(Beginning of Data for review)
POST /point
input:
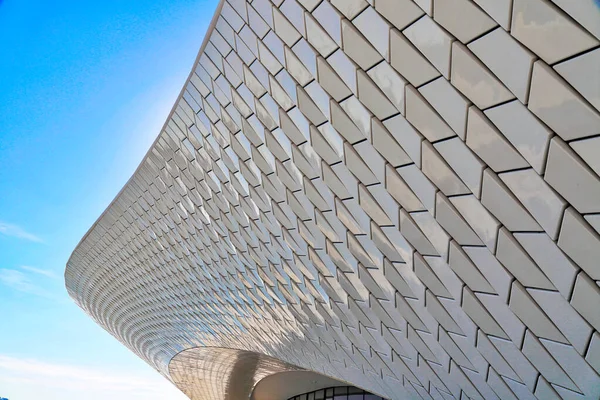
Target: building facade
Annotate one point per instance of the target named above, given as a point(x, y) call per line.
point(402, 196)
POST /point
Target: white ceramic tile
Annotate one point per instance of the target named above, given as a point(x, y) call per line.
point(436, 169)
point(482, 222)
point(494, 272)
point(454, 223)
point(571, 177)
point(344, 125)
point(502, 203)
point(345, 68)
point(547, 31)
point(449, 103)
point(566, 319)
point(544, 204)
point(357, 47)
point(582, 73)
point(401, 191)
point(490, 145)
point(549, 368)
point(586, 296)
point(507, 59)
point(532, 315)
point(296, 68)
point(373, 98)
point(580, 242)
point(420, 114)
point(498, 9)
point(529, 136)
point(557, 267)
point(432, 41)
point(452, 14)
point(390, 83)
point(462, 160)
point(575, 366)
point(475, 81)
point(358, 114)
point(585, 12)
point(387, 146)
point(559, 106)
point(409, 62)
point(284, 28)
point(376, 29)
point(407, 136)
point(466, 270)
point(330, 20)
point(419, 184)
point(588, 150)
point(518, 263)
point(330, 81)
point(318, 37)
point(350, 8)
point(593, 355)
point(295, 14)
point(400, 13)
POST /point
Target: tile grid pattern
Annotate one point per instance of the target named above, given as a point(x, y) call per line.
point(399, 194)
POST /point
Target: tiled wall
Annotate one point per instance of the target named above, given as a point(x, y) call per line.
point(402, 195)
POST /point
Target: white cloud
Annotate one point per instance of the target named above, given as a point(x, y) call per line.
point(17, 232)
point(40, 271)
point(25, 378)
point(19, 281)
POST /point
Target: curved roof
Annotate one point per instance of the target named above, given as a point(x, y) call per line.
point(404, 203)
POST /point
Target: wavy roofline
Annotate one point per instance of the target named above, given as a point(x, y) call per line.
point(207, 34)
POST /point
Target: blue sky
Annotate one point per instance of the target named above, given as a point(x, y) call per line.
point(84, 89)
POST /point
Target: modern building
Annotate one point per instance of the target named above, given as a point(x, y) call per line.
point(399, 196)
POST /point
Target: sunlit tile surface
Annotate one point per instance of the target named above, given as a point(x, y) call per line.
point(414, 212)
(End of Data for review)
Return the material in full and unaltered, minus its pictures.

• [Completed task]
POST /point
input:
Target: building facade
Annotate one point per instance of the target named above, given as a point(x, y) call per line.
point(402, 196)
POST /point
Target: white ceramic tile
Annotate one point per instance of the target named above, given as a point(x, y) call per line.
point(436, 169)
point(482, 222)
point(494, 272)
point(454, 223)
point(571, 177)
point(344, 125)
point(502, 203)
point(345, 68)
point(547, 31)
point(449, 103)
point(566, 319)
point(544, 204)
point(357, 47)
point(582, 73)
point(401, 191)
point(490, 145)
point(549, 368)
point(586, 296)
point(507, 59)
point(532, 315)
point(296, 68)
point(373, 98)
point(580, 242)
point(420, 114)
point(498, 9)
point(529, 136)
point(557, 267)
point(432, 41)
point(452, 14)
point(390, 83)
point(462, 160)
point(575, 366)
point(475, 81)
point(358, 114)
point(585, 12)
point(387, 146)
point(559, 106)
point(409, 62)
point(284, 28)
point(376, 29)
point(407, 136)
point(466, 270)
point(330, 20)
point(419, 184)
point(588, 150)
point(518, 263)
point(330, 81)
point(318, 37)
point(350, 8)
point(593, 355)
point(295, 14)
point(400, 13)
POST /point
Target: tile grid pattern
Annotate one point per instance of the target named above, given as a point(x, y) call per line.
point(399, 194)
POST /point
Target: tiled wall
Annotate one point per instance of the target named above, given as a point(x, y) call per line.
point(402, 195)
POST /point
Target: white cloud
Annotate one point per instance of the target named above, given as a point(x, y) call per line.
point(17, 232)
point(40, 271)
point(25, 378)
point(19, 281)
POST /point
Target: curved roof
Annotate one point per instance of the target named above, given as a point(x, y) call per line.
point(404, 203)
POST /point
Target: wavy roofline
Annotate one point per instance of the target named above, given as a point(x, y) call per line.
point(207, 34)
POST /point
Target: blue sky
Annotate one point per instance of the target named above, given as a point(x, y) call per line.
point(84, 89)
POST /point
Target: modern building
Annotate one point per instance of the target named above, given as a point(x, y) call per line.
point(399, 196)
POST /point
Target: sunlit tile surface
Annotate one point per instance of the target named above, given as a point(x, y) call per line.
point(414, 212)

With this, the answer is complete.